> **REQUIRED WORK**
Rewrite the data below, replacing each occurrence of "pixel coordinates" with "image coordinates" and changing nothing else.
** Start **
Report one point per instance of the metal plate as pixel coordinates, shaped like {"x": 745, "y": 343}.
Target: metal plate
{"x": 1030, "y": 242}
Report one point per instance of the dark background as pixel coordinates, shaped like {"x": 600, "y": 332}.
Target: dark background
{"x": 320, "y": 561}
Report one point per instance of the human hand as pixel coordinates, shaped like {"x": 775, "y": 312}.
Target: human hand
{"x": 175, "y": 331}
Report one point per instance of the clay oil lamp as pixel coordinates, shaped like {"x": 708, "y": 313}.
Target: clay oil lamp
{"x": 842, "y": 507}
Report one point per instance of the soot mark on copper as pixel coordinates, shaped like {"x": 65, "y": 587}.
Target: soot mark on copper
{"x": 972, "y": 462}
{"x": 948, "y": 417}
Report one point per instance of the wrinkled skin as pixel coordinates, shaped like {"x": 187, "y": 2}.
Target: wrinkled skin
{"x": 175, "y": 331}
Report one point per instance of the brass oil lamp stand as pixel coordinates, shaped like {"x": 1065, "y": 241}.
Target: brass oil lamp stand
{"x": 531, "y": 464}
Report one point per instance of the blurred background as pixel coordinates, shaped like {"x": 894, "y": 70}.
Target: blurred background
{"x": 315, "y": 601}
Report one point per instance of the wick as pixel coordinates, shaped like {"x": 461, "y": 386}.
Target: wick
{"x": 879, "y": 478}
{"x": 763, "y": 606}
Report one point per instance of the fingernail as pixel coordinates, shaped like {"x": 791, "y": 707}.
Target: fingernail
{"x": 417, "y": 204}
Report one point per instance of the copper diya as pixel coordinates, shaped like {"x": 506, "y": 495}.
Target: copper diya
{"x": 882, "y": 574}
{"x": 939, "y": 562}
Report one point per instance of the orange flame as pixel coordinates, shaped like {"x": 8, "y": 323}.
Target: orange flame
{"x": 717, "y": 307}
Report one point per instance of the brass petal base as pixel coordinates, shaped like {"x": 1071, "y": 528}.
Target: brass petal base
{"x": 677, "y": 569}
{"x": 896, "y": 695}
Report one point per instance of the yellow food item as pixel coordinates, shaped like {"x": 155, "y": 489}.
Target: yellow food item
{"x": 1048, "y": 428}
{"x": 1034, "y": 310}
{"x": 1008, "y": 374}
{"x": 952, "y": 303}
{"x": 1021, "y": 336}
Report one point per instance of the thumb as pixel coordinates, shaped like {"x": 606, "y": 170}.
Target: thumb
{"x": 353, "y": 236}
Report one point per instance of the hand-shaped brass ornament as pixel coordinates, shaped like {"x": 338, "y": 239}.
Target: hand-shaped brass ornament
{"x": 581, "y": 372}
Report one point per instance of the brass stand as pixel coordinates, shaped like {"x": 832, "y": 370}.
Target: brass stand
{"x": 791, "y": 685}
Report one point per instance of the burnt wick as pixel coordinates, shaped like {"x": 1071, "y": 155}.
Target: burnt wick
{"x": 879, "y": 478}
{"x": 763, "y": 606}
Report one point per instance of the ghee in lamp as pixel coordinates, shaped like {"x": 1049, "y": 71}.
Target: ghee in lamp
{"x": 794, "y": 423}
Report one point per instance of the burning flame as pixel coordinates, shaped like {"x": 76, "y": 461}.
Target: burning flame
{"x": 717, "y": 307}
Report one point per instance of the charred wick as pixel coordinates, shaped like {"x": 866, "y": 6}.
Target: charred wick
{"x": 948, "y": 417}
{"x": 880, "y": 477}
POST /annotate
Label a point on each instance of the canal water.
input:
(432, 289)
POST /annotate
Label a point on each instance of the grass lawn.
** End **
> **EXERCISE RESULT**
Report one point per instance of the metal plate as image coordinates, shaped like {"x": 745, "y": 343}.
Target: metal plate
{"x": 1030, "y": 242}
Report one point per instance of the dark background as image coordinates, shaped like {"x": 600, "y": 332}.
Target: dark background
{"x": 320, "y": 561}
Report one point per instance of the human hand as image coordinates, shaped like {"x": 775, "y": 312}.
Target: human hand
{"x": 175, "y": 331}
Report one point per instance of the clay oil lamp as image coordinates, shaped like {"x": 708, "y": 313}.
Target: clay oil lamp
{"x": 842, "y": 507}
Report one point per instance of the soot mark on copper as image coordinates, shaped like {"x": 65, "y": 587}.
Target: soot mark on copper
{"x": 972, "y": 462}
{"x": 948, "y": 417}
Report one point per instance of the wrinkled skin as image coordinates, shaped like {"x": 187, "y": 2}.
Target: wrinkled skin
{"x": 175, "y": 331}
Report one point per instance of the brass oil lamp stand as image coordinates, shaped like {"x": 1065, "y": 241}.
Target: brass oil lamp stand
{"x": 531, "y": 464}
Report one point per instance of the blurred background as image coordinates, shaped like {"x": 894, "y": 70}.
Target: blurred background
{"x": 315, "y": 601}
Report one point per instance of the wick as image coordinates, shaped like {"x": 461, "y": 386}.
Target: wick
{"x": 879, "y": 478}
{"x": 763, "y": 606}
Report one point per instance of the fingernail as image coordinates, shaped like {"x": 791, "y": 707}.
Target: fingernail
{"x": 417, "y": 204}
Report one point per instance of the copper diya as image coordinates, shaped like {"x": 506, "y": 495}.
Target: copper diya
{"x": 882, "y": 574}
{"x": 939, "y": 562}
Report one point per instance of the orange flame as image coordinates, shaped like {"x": 8, "y": 323}.
Target: orange flame
{"x": 717, "y": 307}
Report one point per instance of the brass petal base as image coordinates, shaped like {"x": 1071, "y": 528}.
Target: brass petal base
{"x": 677, "y": 569}
{"x": 896, "y": 695}
Report one point per instance of the yellow food item as image coordinates, shaped like {"x": 155, "y": 489}.
Target: yellow food item
{"x": 1048, "y": 428}
{"x": 1034, "y": 310}
{"x": 1008, "y": 374}
{"x": 952, "y": 303}
{"x": 1021, "y": 336}
Report one point per instance of the thumb as image coordinates, shaped like {"x": 606, "y": 170}.
Target: thumb
{"x": 353, "y": 236}
Report one point per instance of the hand-shaped brass ornament as image coordinates, shaped like {"x": 338, "y": 239}.
Target: hand-shaped brass ornament
{"x": 581, "y": 372}
Report one point per instance of the brass stand as image coordinates, shaped like {"x": 832, "y": 370}.
Target: brass stand
{"x": 791, "y": 685}
Report one point per instance of the burnt wick as image coordinates, shaped like {"x": 1071, "y": 155}.
Target: burnt wick
{"x": 879, "y": 478}
{"x": 763, "y": 606}
Report one point per instance of the ghee in lamp as image coordinates, shaped like {"x": 1049, "y": 71}.
Target: ghee in lamp
{"x": 794, "y": 423}
Report one point per instance of the burning flame as image coordinates, shaped like {"x": 76, "y": 461}.
Target: burning flame
{"x": 717, "y": 307}
Report one point per instance of the charred wick as image coordinates, shaped like {"x": 866, "y": 6}.
Target: charred wick
{"x": 948, "y": 417}
{"x": 880, "y": 477}
POST /annotate
Label a point on each instance of the canal water.
input:
(432, 289)
POST /annotate
Label a point on each instance of the grass lawn.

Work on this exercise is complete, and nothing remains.